# WORK TO DO:
Output the lines of the data as a numbered list, starting at the line that contains "Every instance of the woman's" and ending at the last line of the data, with blank lines omitted.
* begin MATERIAL PROVIDED *
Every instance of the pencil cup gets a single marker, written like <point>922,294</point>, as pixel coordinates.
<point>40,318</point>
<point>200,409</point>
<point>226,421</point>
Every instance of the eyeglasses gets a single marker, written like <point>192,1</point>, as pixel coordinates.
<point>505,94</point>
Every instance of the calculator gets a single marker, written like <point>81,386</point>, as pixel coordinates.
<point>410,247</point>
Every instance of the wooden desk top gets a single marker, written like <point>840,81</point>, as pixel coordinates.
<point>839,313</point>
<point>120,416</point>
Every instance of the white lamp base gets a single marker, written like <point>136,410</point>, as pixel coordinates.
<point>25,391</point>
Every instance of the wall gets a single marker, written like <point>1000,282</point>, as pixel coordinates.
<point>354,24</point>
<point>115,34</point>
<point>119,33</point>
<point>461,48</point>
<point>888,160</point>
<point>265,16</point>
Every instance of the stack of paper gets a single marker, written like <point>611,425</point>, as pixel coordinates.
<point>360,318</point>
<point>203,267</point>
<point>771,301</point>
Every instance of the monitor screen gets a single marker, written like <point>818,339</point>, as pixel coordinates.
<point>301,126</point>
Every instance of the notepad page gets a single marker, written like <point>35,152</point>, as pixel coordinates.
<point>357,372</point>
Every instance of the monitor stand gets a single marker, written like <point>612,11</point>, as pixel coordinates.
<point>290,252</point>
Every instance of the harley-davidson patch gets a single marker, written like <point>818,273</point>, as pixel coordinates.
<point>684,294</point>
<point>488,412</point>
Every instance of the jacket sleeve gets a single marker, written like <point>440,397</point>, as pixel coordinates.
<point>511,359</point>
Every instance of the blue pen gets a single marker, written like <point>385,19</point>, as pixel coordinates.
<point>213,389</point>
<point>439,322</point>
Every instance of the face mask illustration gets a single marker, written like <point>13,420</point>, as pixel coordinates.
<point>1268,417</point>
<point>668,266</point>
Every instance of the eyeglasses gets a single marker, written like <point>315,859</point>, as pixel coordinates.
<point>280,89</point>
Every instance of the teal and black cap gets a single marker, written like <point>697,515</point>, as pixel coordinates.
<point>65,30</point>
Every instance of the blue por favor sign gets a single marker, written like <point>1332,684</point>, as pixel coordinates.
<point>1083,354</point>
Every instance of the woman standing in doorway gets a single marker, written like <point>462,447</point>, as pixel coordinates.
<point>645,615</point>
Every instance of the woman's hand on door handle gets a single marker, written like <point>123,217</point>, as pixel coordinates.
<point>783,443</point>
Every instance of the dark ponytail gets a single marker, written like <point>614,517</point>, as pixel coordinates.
* end MATERIAL PROVIDED *
# TASK RESULT:
1. Every instance of the woman's hand on door handle gets a single marker, written like <point>123,217</point>, as pixel coordinates.
2. <point>783,443</point>
3. Every instance of the dark ponytail gets a single marker, written like <point>614,517</point>, as pixel coordinates.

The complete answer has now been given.